Instructions to follow:
A word-for-word copy of the data, with no images, is the required answer.

━━━ Information shown ━━━

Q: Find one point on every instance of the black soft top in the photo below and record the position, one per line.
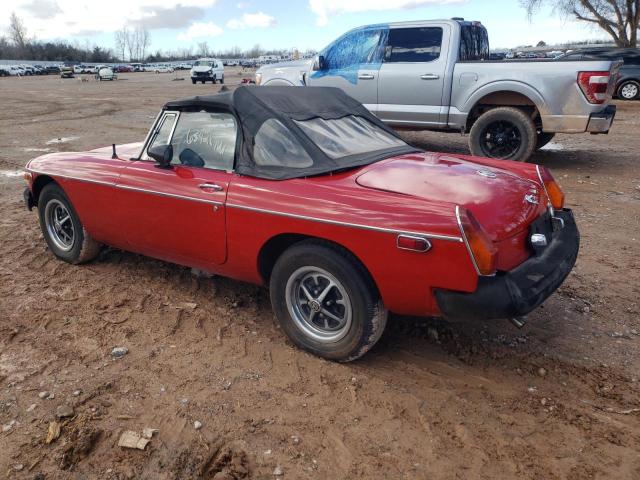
(252, 106)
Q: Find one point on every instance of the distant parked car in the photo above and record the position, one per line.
(163, 69)
(628, 81)
(67, 71)
(105, 73)
(207, 70)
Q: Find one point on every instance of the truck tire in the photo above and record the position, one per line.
(628, 90)
(505, 133)
(326, 302)
(62, 229)
(543, 139)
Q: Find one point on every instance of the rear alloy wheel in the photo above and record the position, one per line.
(62, 229)
(325, 301)
(505, 133)
(629, 90)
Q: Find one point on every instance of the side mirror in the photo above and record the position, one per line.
(319, 63)
(162, 154)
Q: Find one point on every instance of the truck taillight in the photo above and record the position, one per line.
(551, 187)
(595, 86)
(480, 246)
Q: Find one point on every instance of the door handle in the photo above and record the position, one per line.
(210, 186)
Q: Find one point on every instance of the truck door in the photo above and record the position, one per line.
(412, 76)
(352, 63)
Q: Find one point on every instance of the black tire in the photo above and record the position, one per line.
(628, 90)
(354, 294)
(505, 133)
(82, 248)
(543, 139)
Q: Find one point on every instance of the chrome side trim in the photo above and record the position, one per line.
(434, 236)
(402, 235)
(136, 189)
(170, 195)
(466, 242)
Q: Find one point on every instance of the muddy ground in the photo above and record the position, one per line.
(559, 399)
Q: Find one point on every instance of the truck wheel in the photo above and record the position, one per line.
(62, 229)
(326, 302)
(506, 133)
(629, 90)
(543, 139)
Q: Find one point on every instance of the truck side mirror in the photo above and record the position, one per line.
(162, 154)
(319, 63)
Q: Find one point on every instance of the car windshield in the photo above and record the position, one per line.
(350, 135)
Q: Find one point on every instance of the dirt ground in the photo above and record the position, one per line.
(559, 399)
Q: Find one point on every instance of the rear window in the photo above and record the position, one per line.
(474, 43)
(349, 135)
(413, 44)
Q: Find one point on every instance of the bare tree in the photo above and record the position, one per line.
(120, 37)
(144, 40)
(619, 18)
(17, 31)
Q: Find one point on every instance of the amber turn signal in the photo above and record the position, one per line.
(551, 187)
(481, 248)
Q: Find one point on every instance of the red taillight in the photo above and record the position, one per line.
(480, 246)
(551, 187)
(595, 86)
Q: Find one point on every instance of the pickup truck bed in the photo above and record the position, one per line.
(433, 75)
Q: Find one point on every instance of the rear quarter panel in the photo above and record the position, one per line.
(405, 279)
(550, 84)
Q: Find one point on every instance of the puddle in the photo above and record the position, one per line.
(61, 140)
(553, 146)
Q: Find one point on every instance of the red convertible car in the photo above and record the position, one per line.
(304, 190)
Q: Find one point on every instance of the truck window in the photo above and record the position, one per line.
(413, 44)
(355, 48)
(474, 42)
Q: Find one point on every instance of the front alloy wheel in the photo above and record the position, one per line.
(319, 304)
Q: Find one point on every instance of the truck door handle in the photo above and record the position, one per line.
(214, 187)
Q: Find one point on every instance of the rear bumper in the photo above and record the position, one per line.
(519, 291)
(600, 122)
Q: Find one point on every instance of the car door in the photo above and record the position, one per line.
(178, 213)
(352, 63)
(412, 76)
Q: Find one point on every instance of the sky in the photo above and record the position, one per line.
(276, 24)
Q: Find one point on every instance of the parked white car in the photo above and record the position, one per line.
(163, 69)
(105, 73)
(207, 70)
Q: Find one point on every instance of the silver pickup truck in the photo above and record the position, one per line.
(435, 75)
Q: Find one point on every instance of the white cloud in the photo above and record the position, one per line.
(201, 30)
(76, 17)
(252, 20)
(324, 9)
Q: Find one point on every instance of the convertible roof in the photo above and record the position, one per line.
(253, 105)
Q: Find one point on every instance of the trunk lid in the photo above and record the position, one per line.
(503, 202)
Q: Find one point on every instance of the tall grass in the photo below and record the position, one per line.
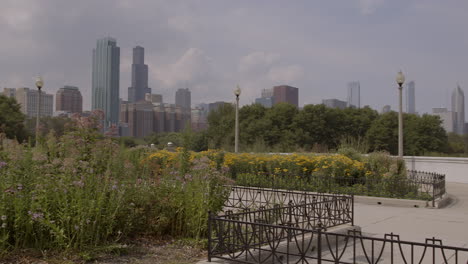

━━━

Written response:
Q: Find one point on every instance of the black soft top in the photo below and record the position, one per line.
(252, 106)
Q: Find one point on every instance of the distant parked car in the photo above and record the position, one per line.
(163, 69)
(628, 81)
(67, 71)
(105, 73)
(207, 70)
Q: Find one point on every instance of the truck tire in the photo above and record the position, one per line.
(628, 90)
(505, 133)
(326, 302)
(62, 229)
(543, 139)
Q: Find one point on every instance of the rear alloy wheel in the photo above and record the position, one per line.
(62, 229)
(325, 301)
(505, 133)
(629, 90)
Q: Find one point on every instance of the side mirror in the photo above and record the position, one per line.
(319, 63)
(162, 154)
Q: Find one point on every instance of the truck taillight in the photo above and record the position, one per line.
(551, 187)
(595, 86)
(480, 246)
Q: Find one point on every instance of the door handle in the photo above and record the position, one per line.
(210, 186)
Q: Find one point on every instance of the truck door in the photo above and record the position, one per line.
(412, 76)
(352, 63)
Q: Find one point on every instance of the black tire in the photo above and record the position, one per line.
(628, 90)
(354, 294)
(505, 133)
(82, 248)
(543, 139)
Q: Find one point on every instance of the chrome side trim in the photo above and record the position, one per line.
(434, 236)
(402, 235)
(136, 189)
(170, 195)
(466, 242)
Q: Find one point on every instance of the muddy ground in the photo above and record the position, one per line.
(559, 399)
Q: Find one point on every instance of the truck wheel in the photo above and record the position, one per line.
(62, 229)
(326, 302)
(506, 133)
(629, 90)
(543, 139)
Q: Find one point on every instance of the truck side mirror in the photo above and record the position, one per line.
(162, 154)
(319, 63)
Q: Find one point on every instance of the car windshield in the photo above and record the position, one per line.
(350, 135)
Q: Find one point on every instance of the dirt ground in the photo above and record the position, one per line.
(559, 399)
Q: Find one point on every instance of the rear window in the photo above and record the position, one per line.
(474, 43)
(349, 135)
(413, 44)
Q: Find one point on every instance of the bare tree in the photo above and record the position, one per line.
(120, 37)
(144, 40)
(619, 18)
(17, 31)
Q: Find one point on every instance of the amber turn signal in the photo above and record the position, one per line.
(551, 187)
(481, 248)
Q: Find one point on every instance of the red taillight in the photo above and record the position, one per line.
(480, 246)
(551, 187)
(595, 86)
Q: Find one point on every instance of the pickup truck bed in the photo above and record the position, one per line.
(433, 75)
Q: Find one point on every instance of the rear quarter panel in the photo above and record the position, one per line.
(405, 279)
(550, 84)
Q: Find one point on every instance of the puddle in the photo above and record the position, one per line.
(61, 140)
(553, 146)
Q: Find one point on every instance of the red convertible car in the photo above and record the position, one per line.
(304, 190)
Q: Find one point on every instance of the truck window in the photo above and record the position, one per line.
(413, 44)
(355, 48)
(474, 42)
Q: Find one point on every instance of the front alloy wheel in the photo above and record the position, one per line.
(319, 304)
Q: Find one point on every instance of the truck door handle in the photo above and record the position, one per line.
(214, 187)
Q: Find one point on every instance of the rear bumper in the photo above and record the position, one per line.
(519, 291)
(600, 122)
Q: Find one point on every instance of the car door in the photo above and record the position, one per line.
(178, 213)
(352, 63)
(412, 76)
Q: Find one point on every instance of the sky in the photo above and record the position, one per line.
(276, 24)
Q: Find one point on every instance of the parked white car in the photo above and record the position, one per line.
(163, 69)
(105, 73)
(207, 70)
Q: Find one point on every instance of the silver pickup truck in the photo above and record the position, one per line.
(435, 75)
Q: Find one point on every instance of the white cloud in the photo above and record the position, one per line.
(201, 30)
(76, 17)
(252, 20)
(324, 9)
Q: Find one point on every instance of the convertible roof in the photo above and record the position, one per line.
(253, 105)
Q: Find one point on every instance of the trunk lid in the photo above and record the position, one per line.
(503, 202)
Q: Find one point on every instance of the tall grass in the photo below and record the position, one per line.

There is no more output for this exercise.